WHAT YOU HAVE TO DO: Please set down the listing exactly, from the first line to the last.

__________________________________________________

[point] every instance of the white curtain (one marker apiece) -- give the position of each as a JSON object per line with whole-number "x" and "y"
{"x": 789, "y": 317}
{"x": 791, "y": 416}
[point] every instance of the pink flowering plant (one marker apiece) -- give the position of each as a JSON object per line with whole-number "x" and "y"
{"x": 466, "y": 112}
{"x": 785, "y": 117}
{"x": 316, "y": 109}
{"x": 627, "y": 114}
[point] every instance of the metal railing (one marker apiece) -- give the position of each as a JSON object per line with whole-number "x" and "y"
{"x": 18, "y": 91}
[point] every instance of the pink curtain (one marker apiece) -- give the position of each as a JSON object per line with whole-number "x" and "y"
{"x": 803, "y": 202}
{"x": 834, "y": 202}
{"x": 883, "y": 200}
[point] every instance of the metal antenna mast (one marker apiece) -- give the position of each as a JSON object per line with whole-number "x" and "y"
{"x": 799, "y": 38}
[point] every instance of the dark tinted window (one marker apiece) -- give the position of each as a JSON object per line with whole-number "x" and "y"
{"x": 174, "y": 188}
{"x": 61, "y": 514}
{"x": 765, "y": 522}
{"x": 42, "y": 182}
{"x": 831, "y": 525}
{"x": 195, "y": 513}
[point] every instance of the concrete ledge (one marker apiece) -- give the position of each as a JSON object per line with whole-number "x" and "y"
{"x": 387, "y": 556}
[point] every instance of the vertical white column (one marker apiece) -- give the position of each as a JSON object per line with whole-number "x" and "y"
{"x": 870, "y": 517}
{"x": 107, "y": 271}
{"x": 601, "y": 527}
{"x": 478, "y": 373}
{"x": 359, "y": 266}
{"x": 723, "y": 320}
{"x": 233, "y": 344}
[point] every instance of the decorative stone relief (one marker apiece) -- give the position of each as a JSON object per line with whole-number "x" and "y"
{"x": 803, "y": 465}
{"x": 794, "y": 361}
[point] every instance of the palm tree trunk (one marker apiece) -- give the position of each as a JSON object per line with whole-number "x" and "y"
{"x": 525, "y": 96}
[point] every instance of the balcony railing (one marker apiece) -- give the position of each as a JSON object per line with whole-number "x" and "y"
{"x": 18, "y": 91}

__________________________________________________

TASK OUTPUT:
[point] every instance of the white curtain (one marker apiece) -- give the position of each as a JSON object per line with whole-number "x" and "y"
{"x": 789, "y": 317}
{"x": 791, "y": 416}
[point] every instance of the pink flowering plant (one marker apiece) -- give the position of each as a JSON object per line with whole-number "x" and "y"
{"x": 466, "y": 112}
{"x": 785, "y": 117}
{"x": 316, "y": 109}
{"x": 627, "y": 114}
[point] every instance of the metal railing (one marker apiece) -- give the position of each as a JSON object per line with whole-number "x" and "y"
{"x": 18, "y": 91}
[point] every instance of the pink curtain (one marker apiece) -- give the position of each as a JSON object per line with whole-number "x" and "y"
{"x": 803, "y": 202}
{"x": 834, "y": 202}
{"x": 883, "y": 200}
[point] every instance of the metal antenna mast (one marker apiece) -- give the position of each as a JSON object per line with whole-number "x" and "y"
{"x": 799, "y": 38}
[point] every instance of the dark tinted window (one marker apiece) -- give the position of each as a JSON object per line with whole-number "x" and "y"
{"x": 174, "y": 188}
{"x": 61, "y": 514}
{"x": 765, "y": 522}
{"x": 42, "y": 182}
{"x": 831, "y": 525}
{"x": 195, "y": 513}
[point] every instance of the concrete ledge (one marker apiece) -- give the position of each as a JSON object per line with whole-number "x" and "y"
{"x": 387, "y": 556}
[point] every instance of the vertical white column (one marker apiece) -- give the position of each as a JSON object per line with whole-number "x" and "y"
{"x": 870, "y": 517}
{"x": 107, "y": 271}
{"x": 601, "y": 527}
{"x": 478, "y": 373}
{"x": 359, "y": 266}
{"x": 723, "y": 320}
{"x": 233, "y": 344}
[point] every instance of the decorative stone relief (one marker apiece) -- give the position of each as a JSON object per line with whole-number "x" and "y"
{"x": 803, "y": 465}
{"x": 794, "y": 361}
[point] every instance of the palm tree trunk (one marker apiece) -- give the position of each as a JSON object per line with whole-number "x" and "y"
{"x": 525, "y": 96}
[point] every instance of the balcony railing (one marker apiece) -- give the position of each as a JSON object per line with whole-number "x" and "y"
{"x": 18, "y": 91}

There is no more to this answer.